What is being asked: Rewrite these lines, replacing every "man in red vest" with "person in red vest" and leaving everything else as it is.
--- BEGIN Raw data ---
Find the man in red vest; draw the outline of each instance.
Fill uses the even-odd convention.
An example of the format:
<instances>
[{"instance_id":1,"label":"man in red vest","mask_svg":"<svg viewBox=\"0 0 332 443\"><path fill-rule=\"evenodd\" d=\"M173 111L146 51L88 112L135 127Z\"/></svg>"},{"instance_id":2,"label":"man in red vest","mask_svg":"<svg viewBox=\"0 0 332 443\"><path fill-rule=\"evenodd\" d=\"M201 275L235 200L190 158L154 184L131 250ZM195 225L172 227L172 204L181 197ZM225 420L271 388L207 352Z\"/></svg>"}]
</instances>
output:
--- END Raw data ---
Exercise response:
Find the person in red vest; draw the outline of each instance.
Fill uses the even-odd convention.
An example of the format:
<instances>
[{"instance_id":1,"label":"person in red vest","mask_svg":"<svg viewBox=\"0 0 332 443\"><path fill-rule=\"evenodd\" d=\"M173 111L146 51L88 112L135 127Z\"/></svg>"},{"instance_id":2,"label":"person in red vest","mask_svg":"<svg viewBox=\"0 0 332 443\"><path fill-rule=\"evenodd\" d=\"M201 275L235 200L190 158L154 184L131 250ZM195 225L172 227L172 204L181 197ZM225 420L271 388L207 352Z\"/></svg>"}]
</instances>
output:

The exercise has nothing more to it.